→ Records
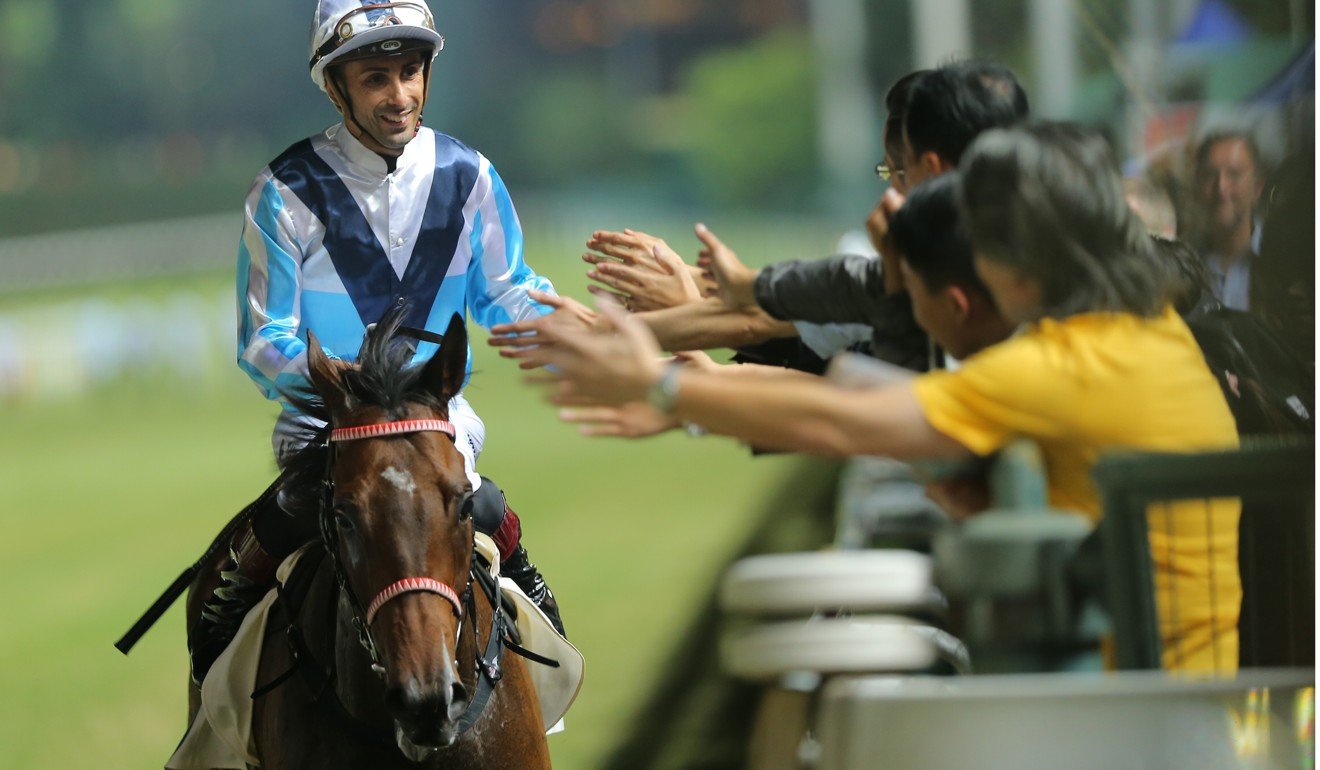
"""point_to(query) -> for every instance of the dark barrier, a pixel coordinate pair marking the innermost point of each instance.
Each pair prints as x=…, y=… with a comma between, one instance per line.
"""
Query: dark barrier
x=696, y=717
x=1275, y=484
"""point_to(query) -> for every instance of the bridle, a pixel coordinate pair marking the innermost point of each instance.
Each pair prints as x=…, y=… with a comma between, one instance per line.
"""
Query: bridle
x=363, y=617
x=489, y=657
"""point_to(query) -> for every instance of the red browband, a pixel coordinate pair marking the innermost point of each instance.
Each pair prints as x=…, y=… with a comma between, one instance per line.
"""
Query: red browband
x=409, y=585
x=391, y=429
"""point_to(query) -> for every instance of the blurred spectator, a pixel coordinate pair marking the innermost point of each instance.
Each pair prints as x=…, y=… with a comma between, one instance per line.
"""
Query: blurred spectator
x=1228, y=180
x=949, y=300
x=1153, y=206
x=1267, y=388
x=1102, y=365
x=945, y=110
x=949, y=107
x=1283, y=278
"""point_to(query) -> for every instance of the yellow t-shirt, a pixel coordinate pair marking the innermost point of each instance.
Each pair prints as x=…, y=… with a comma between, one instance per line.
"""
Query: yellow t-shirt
x=1113, y=381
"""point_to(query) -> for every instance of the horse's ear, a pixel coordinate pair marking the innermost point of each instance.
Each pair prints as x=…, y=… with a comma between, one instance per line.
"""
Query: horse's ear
x=325, y=377
x=444, y=373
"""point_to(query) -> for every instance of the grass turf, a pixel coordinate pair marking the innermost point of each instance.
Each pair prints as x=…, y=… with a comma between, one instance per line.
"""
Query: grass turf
x=104, y=498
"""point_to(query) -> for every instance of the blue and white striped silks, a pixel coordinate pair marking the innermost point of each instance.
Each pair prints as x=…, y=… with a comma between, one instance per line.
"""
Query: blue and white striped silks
x=331, y=241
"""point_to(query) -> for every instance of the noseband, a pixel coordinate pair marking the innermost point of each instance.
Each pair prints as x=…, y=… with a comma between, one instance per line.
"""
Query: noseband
x=363, y=618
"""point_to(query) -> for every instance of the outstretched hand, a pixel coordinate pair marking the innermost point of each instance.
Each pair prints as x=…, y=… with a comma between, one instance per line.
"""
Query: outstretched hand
x=639, y=271
x=516, y=341
x=734, y=280
x=611, y=365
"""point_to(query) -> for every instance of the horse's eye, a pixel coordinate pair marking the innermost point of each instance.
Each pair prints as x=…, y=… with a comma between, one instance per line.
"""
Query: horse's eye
x=345, y=523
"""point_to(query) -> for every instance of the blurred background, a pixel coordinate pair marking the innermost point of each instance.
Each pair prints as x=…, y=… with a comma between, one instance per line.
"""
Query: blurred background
x=130, y=131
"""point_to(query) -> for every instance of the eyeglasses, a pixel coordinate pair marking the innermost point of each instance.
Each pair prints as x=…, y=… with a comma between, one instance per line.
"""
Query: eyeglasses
x=886, y=173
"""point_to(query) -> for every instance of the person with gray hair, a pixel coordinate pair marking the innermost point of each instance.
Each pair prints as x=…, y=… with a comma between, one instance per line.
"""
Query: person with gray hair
x=1101, y=365
x=1226, y=185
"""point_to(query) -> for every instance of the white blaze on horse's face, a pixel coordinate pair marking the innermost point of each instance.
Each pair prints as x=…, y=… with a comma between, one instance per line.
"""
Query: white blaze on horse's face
x=400, y=478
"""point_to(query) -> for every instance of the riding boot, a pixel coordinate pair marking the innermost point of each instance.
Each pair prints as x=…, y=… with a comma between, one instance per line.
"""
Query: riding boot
x=520, y=569
x=493, y=517
x=244, y=580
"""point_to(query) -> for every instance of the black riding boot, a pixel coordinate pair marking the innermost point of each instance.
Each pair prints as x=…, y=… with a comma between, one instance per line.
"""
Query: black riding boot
x=493, y=517
x=244, y=580
x=520, y=569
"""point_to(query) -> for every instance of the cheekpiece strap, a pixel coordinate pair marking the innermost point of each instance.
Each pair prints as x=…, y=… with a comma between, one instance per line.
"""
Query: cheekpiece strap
x=392, y=429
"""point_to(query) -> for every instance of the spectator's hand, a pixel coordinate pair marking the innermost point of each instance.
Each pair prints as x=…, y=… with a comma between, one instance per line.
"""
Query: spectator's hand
x=696, y=359
x=518, y=340
x=878, y=229
x=960, y=497
x=643, y=272
x=607, y=366
x=632, y=420
x=735, y=281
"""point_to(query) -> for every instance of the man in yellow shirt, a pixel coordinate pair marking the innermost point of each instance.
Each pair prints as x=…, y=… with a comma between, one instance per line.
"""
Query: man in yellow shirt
x=1101, y=365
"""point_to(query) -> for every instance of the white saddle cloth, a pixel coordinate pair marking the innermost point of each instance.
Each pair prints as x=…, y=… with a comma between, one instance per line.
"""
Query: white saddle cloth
x=221, y=735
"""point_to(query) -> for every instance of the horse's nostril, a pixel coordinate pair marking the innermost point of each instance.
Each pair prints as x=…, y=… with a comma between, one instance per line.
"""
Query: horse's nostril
x=458, y=694
x=405, y=698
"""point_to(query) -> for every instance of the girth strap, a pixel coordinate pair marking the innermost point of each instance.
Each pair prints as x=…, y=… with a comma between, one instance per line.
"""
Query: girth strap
x=170, y=595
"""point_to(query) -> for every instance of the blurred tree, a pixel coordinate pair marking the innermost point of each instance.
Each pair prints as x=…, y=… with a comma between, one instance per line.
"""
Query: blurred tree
x=569, y=127
x=751, y=128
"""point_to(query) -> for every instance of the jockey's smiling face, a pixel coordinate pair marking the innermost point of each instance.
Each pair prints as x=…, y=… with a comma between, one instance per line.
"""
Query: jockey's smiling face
x=384, y=99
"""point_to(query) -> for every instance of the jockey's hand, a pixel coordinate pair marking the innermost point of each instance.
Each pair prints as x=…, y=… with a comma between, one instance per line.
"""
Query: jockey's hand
x=878, y=229
x=632, y=420
x=609, y=366
x=519, y=338
x=734, y=281
x=639, y=271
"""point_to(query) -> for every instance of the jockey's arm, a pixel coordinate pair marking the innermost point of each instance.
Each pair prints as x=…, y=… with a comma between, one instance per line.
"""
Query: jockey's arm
x=269, y=278
x=498, y=278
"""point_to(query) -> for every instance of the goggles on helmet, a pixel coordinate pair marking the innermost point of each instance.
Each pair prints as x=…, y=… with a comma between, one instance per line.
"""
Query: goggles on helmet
x=378, y=16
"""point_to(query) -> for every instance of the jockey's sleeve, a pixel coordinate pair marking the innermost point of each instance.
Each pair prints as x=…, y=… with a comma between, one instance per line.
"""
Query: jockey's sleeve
x=498, y=279
x=269, y=283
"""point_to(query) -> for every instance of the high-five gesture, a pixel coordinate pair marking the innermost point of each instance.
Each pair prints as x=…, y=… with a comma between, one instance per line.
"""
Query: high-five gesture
x=735, y=280
x=640, y=271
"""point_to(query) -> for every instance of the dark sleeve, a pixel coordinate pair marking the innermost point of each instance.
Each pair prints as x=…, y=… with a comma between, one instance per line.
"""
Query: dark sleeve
x=846, y=289
x=788, y=353
x=896, y=337
x=838, y=289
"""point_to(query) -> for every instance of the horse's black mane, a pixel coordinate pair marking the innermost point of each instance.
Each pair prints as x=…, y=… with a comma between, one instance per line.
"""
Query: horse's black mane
x=383, y=378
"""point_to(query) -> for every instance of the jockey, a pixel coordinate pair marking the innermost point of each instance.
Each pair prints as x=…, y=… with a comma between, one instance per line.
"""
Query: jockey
x=371, y=213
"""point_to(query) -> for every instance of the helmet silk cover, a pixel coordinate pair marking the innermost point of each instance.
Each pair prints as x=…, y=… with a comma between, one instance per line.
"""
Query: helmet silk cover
x=349, y=29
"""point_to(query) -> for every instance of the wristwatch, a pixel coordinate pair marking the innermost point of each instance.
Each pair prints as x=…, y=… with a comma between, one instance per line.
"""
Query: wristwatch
x=663, y=392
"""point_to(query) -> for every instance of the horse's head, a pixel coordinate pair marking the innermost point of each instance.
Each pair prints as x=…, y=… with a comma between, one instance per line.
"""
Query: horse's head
x=400, y=519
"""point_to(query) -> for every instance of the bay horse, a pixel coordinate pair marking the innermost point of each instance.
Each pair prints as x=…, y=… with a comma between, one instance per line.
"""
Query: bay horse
x=415, y=678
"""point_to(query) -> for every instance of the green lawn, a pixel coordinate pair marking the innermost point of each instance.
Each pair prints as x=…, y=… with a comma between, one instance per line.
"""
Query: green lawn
x=104, y=498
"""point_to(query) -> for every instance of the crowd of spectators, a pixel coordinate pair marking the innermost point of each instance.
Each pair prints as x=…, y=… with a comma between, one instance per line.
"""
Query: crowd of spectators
x=1032, y=292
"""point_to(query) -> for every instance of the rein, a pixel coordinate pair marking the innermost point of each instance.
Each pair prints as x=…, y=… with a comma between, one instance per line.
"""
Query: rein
x=363, y=617
x=489, y=659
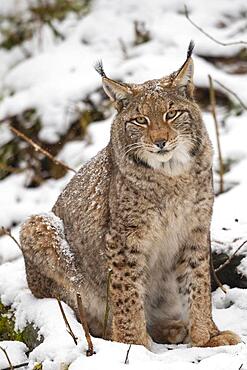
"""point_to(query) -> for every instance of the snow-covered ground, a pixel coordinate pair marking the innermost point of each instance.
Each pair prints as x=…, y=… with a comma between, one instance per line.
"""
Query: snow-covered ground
x=57, y=76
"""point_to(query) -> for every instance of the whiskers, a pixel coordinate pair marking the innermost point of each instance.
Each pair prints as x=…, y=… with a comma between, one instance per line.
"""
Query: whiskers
x=136, y=147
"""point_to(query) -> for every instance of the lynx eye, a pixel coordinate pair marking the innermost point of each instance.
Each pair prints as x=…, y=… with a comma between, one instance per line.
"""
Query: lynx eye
x=171, y=114
x=141, y=120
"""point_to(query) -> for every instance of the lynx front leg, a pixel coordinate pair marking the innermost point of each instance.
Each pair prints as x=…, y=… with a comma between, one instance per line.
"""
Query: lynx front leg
x=49, y=261
x=126, y=291
x=202, y=329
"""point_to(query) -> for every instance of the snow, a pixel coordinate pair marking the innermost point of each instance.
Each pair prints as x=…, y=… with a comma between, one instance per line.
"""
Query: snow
x=54, y=80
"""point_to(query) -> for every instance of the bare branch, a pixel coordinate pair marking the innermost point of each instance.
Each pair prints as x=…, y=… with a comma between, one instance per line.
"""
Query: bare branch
x=90, y=350
x=41, y=150
x=127, y=355
x=107, y=303
x=16, y=366
x=11, y=169
x=231, y=92
x=208, y=35
x=7, y=357
x=4, y=231
x=230, y=258
x=213, y=110
x=66, y=322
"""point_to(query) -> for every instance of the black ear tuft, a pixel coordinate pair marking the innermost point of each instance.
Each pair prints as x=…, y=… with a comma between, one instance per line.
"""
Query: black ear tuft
x=190, y=49
x=99, y=68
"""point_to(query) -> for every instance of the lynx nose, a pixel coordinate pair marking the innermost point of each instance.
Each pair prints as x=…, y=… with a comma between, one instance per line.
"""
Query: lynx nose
x=160, y=143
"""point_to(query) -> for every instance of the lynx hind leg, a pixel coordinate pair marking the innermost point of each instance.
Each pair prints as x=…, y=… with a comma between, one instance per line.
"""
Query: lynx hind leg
x=48, y=259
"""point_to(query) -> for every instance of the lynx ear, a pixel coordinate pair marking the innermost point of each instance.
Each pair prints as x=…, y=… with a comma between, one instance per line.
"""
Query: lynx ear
x=116, y=91
x=184, y=77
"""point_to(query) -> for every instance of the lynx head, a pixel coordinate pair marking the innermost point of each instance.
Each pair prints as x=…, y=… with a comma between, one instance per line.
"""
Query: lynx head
x=158, y=124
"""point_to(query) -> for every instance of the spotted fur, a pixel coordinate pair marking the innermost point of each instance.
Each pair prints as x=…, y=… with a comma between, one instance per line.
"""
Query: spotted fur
x=141, y=208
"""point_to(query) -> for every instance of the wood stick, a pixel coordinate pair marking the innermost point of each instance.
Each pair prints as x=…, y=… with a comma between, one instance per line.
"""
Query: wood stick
x=38, y=148
x=230, y=258
x=127, y=355
x=220, y=285
x=107, y=303
x=11, y=169
x=69, y=330
x=186, y=12
x=213, y=110
x=90, y=350
x=16, y=366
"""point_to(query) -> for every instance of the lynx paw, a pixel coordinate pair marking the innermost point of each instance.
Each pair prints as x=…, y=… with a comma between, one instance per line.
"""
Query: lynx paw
x=173, y=332
x=224, y=338
x=177, y=332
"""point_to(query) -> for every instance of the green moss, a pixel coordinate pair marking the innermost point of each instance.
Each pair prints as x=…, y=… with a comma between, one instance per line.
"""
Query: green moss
x=29, y=335
x=17, y=29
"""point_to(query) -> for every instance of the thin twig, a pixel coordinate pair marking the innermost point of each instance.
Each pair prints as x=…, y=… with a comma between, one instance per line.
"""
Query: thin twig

→ What you have to do
Return each line of the material above that holds the string "thin".

→ Result of the exercise
"""point_to(query) -> for every instance of the thin twig, a pixel coordinate pair marking the innermost point of each instance.
Query: thin twig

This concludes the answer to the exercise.